Where the data below has the string "shorts", return the whole line.

BEGIN Input material

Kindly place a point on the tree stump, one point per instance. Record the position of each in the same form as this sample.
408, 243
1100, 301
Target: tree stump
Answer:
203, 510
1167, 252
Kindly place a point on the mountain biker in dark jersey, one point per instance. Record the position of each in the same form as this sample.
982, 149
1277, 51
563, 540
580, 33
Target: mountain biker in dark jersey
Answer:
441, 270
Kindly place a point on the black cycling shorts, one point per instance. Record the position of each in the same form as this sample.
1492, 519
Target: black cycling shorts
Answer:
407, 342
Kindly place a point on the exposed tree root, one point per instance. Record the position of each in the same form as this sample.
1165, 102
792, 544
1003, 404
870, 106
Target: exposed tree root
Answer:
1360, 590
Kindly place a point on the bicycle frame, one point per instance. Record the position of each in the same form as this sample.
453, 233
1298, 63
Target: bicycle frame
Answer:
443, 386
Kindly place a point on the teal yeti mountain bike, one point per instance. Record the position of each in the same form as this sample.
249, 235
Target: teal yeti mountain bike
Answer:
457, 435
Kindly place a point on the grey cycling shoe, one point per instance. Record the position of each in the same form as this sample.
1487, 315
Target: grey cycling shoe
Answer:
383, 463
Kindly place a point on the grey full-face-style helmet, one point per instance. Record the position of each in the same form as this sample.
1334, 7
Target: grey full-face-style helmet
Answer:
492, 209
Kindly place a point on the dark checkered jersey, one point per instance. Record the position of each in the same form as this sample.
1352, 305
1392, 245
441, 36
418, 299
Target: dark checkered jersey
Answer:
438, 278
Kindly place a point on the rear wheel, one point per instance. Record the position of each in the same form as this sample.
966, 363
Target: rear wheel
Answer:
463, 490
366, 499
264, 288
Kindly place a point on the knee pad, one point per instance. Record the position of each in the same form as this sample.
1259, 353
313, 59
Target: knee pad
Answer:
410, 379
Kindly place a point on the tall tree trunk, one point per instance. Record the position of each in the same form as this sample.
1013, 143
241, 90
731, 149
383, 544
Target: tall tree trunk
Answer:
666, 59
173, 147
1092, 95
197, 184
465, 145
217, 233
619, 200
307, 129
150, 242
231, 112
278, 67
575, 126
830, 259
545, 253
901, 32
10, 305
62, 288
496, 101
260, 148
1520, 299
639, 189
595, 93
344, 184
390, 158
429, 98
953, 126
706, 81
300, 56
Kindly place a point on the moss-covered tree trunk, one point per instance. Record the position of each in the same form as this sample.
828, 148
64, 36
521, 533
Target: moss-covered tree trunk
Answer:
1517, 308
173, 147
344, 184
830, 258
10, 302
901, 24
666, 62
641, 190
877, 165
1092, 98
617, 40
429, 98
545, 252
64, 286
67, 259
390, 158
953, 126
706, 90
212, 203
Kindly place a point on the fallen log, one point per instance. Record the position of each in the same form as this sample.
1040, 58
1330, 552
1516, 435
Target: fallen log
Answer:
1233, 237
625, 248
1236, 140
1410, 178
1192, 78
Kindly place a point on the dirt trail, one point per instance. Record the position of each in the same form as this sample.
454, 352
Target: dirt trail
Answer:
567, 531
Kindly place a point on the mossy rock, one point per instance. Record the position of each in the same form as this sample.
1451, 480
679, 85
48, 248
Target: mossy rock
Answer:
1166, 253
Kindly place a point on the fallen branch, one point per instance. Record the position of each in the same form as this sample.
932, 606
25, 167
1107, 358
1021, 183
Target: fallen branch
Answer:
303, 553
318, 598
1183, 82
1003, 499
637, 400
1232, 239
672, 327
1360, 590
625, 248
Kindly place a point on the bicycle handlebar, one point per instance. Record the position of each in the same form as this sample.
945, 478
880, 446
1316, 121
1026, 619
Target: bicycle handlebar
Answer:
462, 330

END Input material

— Output —
Kindly place a point on the black cycling shorts, one point per instance. Record the position of each in the same form as this sample.
Target: black cycling shorts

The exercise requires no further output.